# Playa de estacionamiento inteligente



## 3AE (Jun 2, 2009)

Hola: somos alumnos de una escuela tecnica preuniversitaria y debido a que estamos cursando el ultimo año, estamos realizando un proyecto final el cual consiste en automatizar una playa de estacionamientos. El corazon del dispositivo es un microcontrolador MC68HC908JL3, de la familia motorola el cual recibe todos los sensores en sus entradas y ejecuta diferentes salidas de acuerdo a un software diseñado. 

Problema Nº1: necesitamos enviar un byte completo por un cable coaxil de un canal desde una salida prevista en el JL3 hasta otro micro más pequeño el cual decodificara la señal. El tema es que no sabemos como hacerlo. El byte contiene dos codigos BCD para dos display de 7 segmentos. El codigo se transcodificara con un 4511 y se utilizara la multiplaxaccion.

## Tareas pendientes
A – Indique si cada afirmación concuerda con el texto sobre la playa de estacionamiento inteligente y cite las palabras que lo demuestran: (i) el corazón del dispositivo es un microcontrolador MC68HC908JL3; (ii) el byte se enviará por un cable de fibra óptica; (iii) el byte contiene tres códigos BCD.
B – Reanude el texto sobre la playa de estacionamiento inteligente a partir de su última oración.

## Datos almacenados
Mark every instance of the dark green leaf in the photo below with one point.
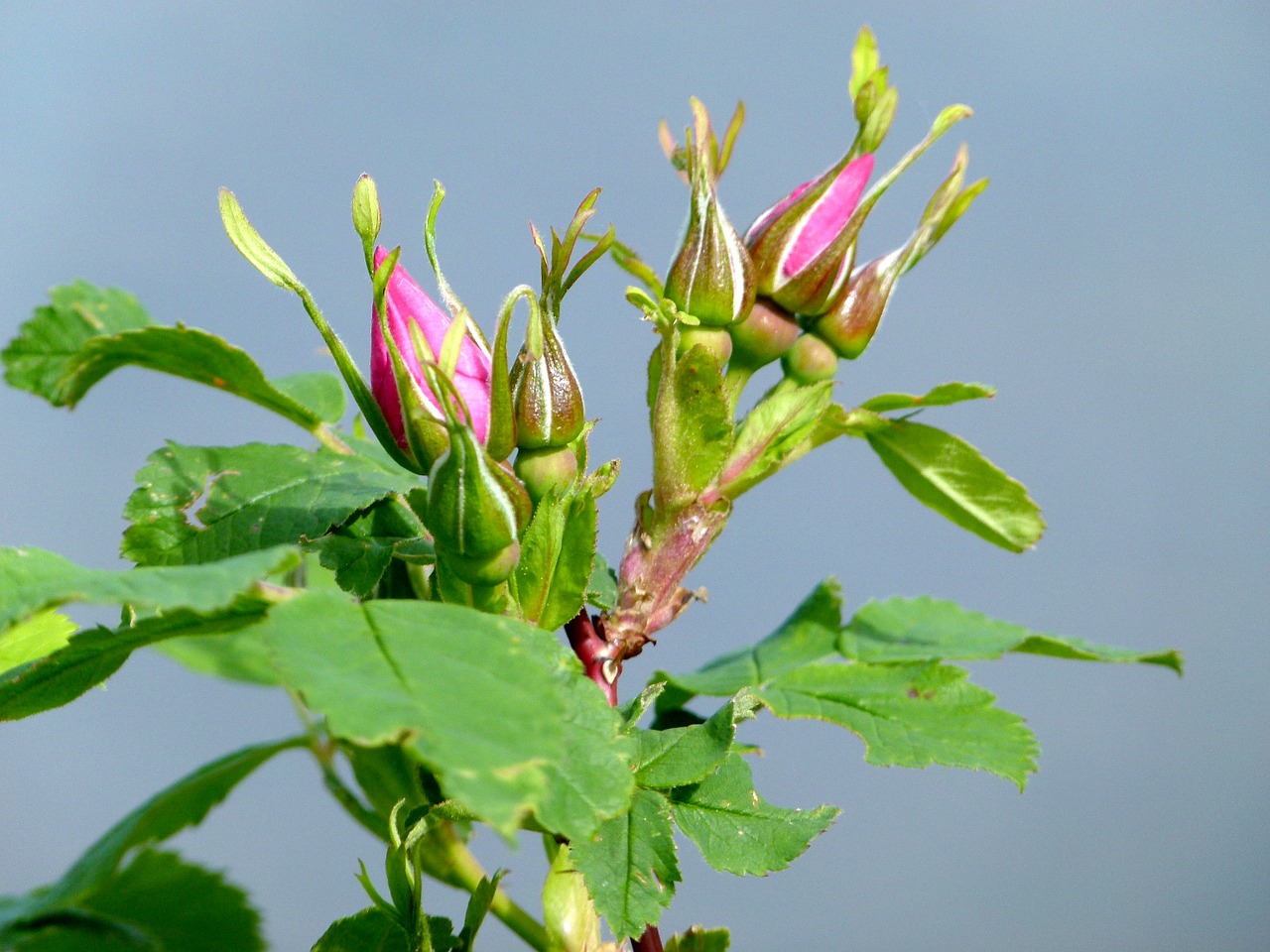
(808, 635)
(774, 434)
(185, 803)
(910, 715)
(557, 553)
(33, 580)
(683, 756)
(602, 588)
(739, 832)
(943, 395)
(158, 902)
(257, 495)
(361, 551)
(922, 629)
(94, 655)
(952, 479)
(320, 391)
(86, 333)
(630, 867)
(593, 778)
(479, 697)
(370, 930)
(693, 428)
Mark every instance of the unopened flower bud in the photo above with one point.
(552, 470)
(811, 361)
(803, 245)
(367, 216)
(407, 303)
(716, 340)
(476, 511)
(853, 318)
(711, 277)
(765, 335)
(547, 399)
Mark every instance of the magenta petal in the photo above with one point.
(826, 218)
(405, 302)
(767, 217)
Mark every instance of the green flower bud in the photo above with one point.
(811, 361)
(476, 511)
(547, 470)
(568, 912)
(712, 277)
(716, 340)
(547, 399)
(765, 335)
(858, 309)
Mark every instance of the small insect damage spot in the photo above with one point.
(193, 509)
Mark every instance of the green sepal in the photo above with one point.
(547, 398)
(693, 429)
(502, 417)
(367, 217)
(268, 263)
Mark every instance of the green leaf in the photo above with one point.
(33, 580)
(698, 939)
(479, 697)
(593, 779)
(37, 636)
(808, 635)
(693, 428)
(925, 629)
(910, 715)
(952, 479)
(683, 756)
(361, 551)
(630, 867)
(370, 930)
(557, 555)
(91, 656)
(320, 391)
(774, 434)
(160, 902)
(943, 395)
(255, 495)
(183, 803)
(86, 333)
(739, 832)
(46, 347)
(602, 587)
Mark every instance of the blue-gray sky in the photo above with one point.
(1111, 284)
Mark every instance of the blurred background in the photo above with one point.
(1111, 284)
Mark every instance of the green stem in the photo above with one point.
(734, 382)
(324, 434)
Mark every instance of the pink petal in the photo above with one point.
(826, 218)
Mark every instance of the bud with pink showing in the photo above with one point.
(413, 317)
(804, 244)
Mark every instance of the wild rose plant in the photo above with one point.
(405, 579)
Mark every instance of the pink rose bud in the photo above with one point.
(803, 246)
(407, 302)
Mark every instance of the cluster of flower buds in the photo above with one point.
(454, 409)
(815, 304)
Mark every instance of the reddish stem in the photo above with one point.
(597, 660)
(594, 654)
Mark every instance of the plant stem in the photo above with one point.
(595, 656)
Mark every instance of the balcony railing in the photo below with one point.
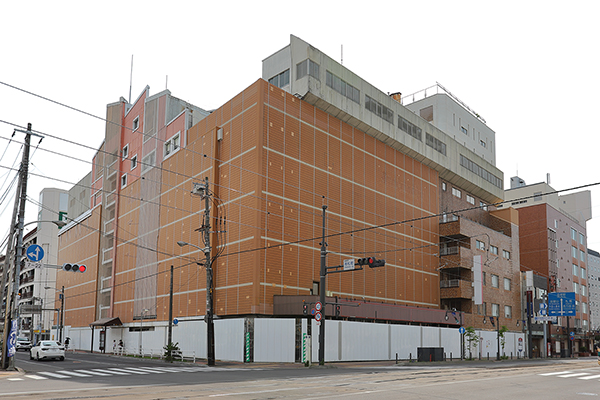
(446, 251)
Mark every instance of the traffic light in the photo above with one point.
(372, 262)
(69, 267)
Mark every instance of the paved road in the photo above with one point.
(107, 377)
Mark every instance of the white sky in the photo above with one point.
(528, 67)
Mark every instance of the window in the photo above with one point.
(148, 161)
(281, 79)
(307, 67)
(495, 281)
(379, 109)
(342, 87)
(435, 143)
(411, 129)
(482, 172)
(495, 310)
(172, 145)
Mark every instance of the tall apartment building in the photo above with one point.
(553, 245)
(314, 135)
(594, 289)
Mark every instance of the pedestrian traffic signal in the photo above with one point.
(74, 267)
(372, 262)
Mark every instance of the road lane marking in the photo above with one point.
(35, 377)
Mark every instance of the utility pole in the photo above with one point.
(322, 293)
(210, 324)
(11, 298)
(170, 333)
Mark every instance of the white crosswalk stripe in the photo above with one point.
(91, 372)
(590, 377)
(130, 371)
(35, 377)
(73, 373)
(573, 375)
(122, 371)
(556, 373)
(108, 371)
(53, 375)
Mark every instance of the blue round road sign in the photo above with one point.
(34, 253)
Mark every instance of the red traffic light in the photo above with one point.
(69, 267)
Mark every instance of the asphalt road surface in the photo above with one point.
(87, 376)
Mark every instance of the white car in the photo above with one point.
(47, 349)
(23, 344)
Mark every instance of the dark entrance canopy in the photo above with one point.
(109, 321)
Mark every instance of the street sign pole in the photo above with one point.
(322, 293)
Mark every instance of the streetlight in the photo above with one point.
(210, 326)
(61, 315)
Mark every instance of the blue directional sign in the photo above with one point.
(35, 253)
(561, 304)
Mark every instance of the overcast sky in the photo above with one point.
(528, 67)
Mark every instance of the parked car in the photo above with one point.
(47, 349)
(23, 344)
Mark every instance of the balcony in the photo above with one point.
(456, 289)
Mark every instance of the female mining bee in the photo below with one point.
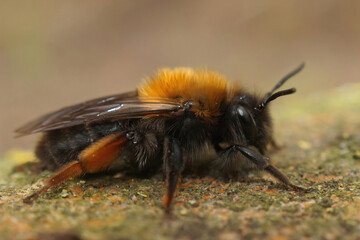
(167, 125)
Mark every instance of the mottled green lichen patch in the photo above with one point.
(319, 151)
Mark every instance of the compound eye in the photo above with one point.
(248, 124)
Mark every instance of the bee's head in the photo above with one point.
(247, 118)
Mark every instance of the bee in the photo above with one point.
(168, 124)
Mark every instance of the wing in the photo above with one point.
(117, 107)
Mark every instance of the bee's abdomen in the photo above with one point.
(59, 147)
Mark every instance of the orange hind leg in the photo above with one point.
(95, 158)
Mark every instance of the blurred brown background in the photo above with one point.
(54, 54)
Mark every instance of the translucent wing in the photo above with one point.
(117, 107)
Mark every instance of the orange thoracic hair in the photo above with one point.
(208, 90)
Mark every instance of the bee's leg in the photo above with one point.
(173, 166)
(92, 159)
(262, 162)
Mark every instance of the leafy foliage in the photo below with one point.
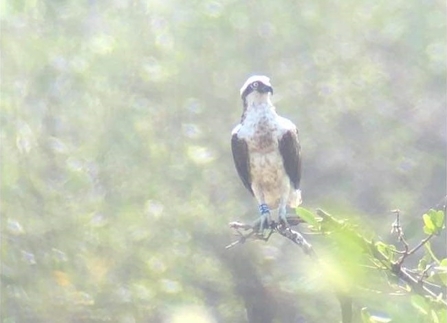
(116, 176)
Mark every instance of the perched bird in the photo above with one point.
(266, 152)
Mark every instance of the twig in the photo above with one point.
(284, 230)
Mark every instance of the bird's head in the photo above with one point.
(257, 84)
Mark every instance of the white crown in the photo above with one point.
(260, 78)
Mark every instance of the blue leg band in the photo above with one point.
(264, 209)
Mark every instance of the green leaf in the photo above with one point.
(307, 216)
(441, 271)
(437, 217)
(429, 226)
(366, 316)
(420, 303)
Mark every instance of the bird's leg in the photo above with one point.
(282, 215)
(264, 220)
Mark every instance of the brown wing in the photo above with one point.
(290, 150)
(241, 160)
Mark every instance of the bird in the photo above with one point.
(267, 153)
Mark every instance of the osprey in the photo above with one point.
(266, 152)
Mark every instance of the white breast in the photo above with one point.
(262, 128)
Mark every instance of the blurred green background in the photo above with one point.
(117, 181)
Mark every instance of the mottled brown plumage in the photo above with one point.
(266, 150)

## Respuestas esperadas
A –
(i) Sí: «El corazon del dispositivo es un microcontrolador MC68HC908JL3».
(ii) No: «por un cable coaxil de un canal».
(iii) No: «El byte contiene dos codigos BCD para dos display de 7 segmentos».

B –
Problema Nº2:  neceisitamos saber basicamente como grabar flash en tiempo real porque debemos preveer que los datos almacenados en RAM, como la cantidad de autos que ingresaron o los seteos que configure el usuario desde un teclado, no se pierdan si se corta la corriente. Por este motivo se deben grabar estos datos en flash en tiempo real. ¿Como hacemos? 

Desde ya muchas gracias. Cualquier cosa que no esten muy claros los problemas consultenos. Es muy importante su opinión.


----------



## alexus (Jun 2, 2009)

lo unico que te puedo recomendar, ya que de lo otro no se,

 es que utilices un sistema de alimentacion secundario en caso de corte de energia compuesto por una bateria y su correspondiente cargador,

te sera util para dias en que no haya electricidad y el estacionamiento tenga que seguir trabajando, obvio jajajaja


----------



## luisgrillo (Jun 2, 2009)

Aunque nda biene al caso la respuesta de alexus  jejeje podrias diseñar el software para que te de la señal de el byte entero, eso si, lo tendras que amplificar cara que llegue hacia donde quieres que llegue.


Lo de grabar Flash, en internet hay muchos circuitos para grabar las flash con entradas serie o paralelo.

Pero que es lo que tienes en mente? tienes algun diagrama a bloques para ver con mas claridad que es lo que quieres?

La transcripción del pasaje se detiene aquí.